[Data extract start]
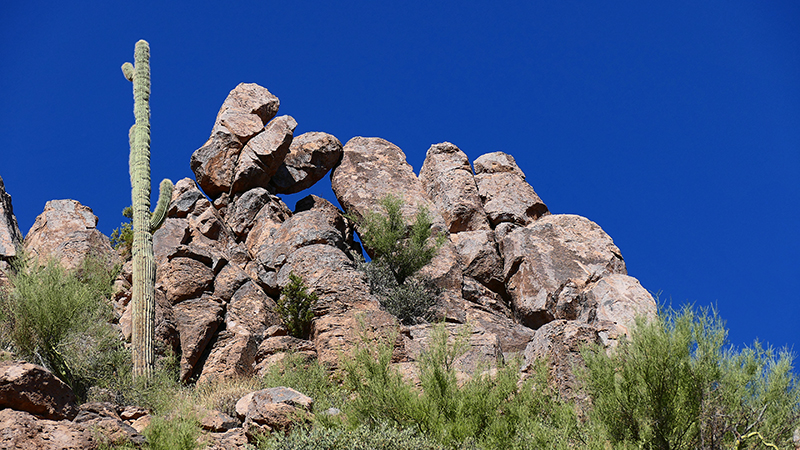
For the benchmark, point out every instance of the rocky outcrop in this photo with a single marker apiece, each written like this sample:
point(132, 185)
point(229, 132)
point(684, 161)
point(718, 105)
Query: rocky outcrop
point(33, 389)
point(310, 157)
point(67, 232)
point(506, 196)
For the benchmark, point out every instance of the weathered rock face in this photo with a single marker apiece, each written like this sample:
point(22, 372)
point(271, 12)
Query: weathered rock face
point(310, 157)
point(543, 258)
point(10, 236)
point(33, 389)
point(67, 232)
point(506, 196)
point(243, 115)
point(448, 182)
[Data extract end]
The task:
Please write out all the records again with "benchmark" replaced by "evaluation" wherever it occurs and everything else left unchanged. Leave the pictures out of your answer.

Full solution:
For the evaluation, point out every instance of the rocky outcrop in this photo with a single marker apiece, each written like this sample:
point(132, 185)
point(229, 132)
point(684, 161)
point(718, 105)
Query: rocky outcrop
point(33, 389)
point(310, 157)
point(67, 232)
point(506, 196)
For the evaluation, point out every instance of the weathered rock face in this photo with a single marker apiece, each written like this sample:
point(22, 372)
point(271, 12)
Query: weathered rock face
point(310, 157)
point(543, 258)
point(10, 236)
point(33, 389)
point(67, 232)
point(506, 196)
point(243, 115)
point(448, 182)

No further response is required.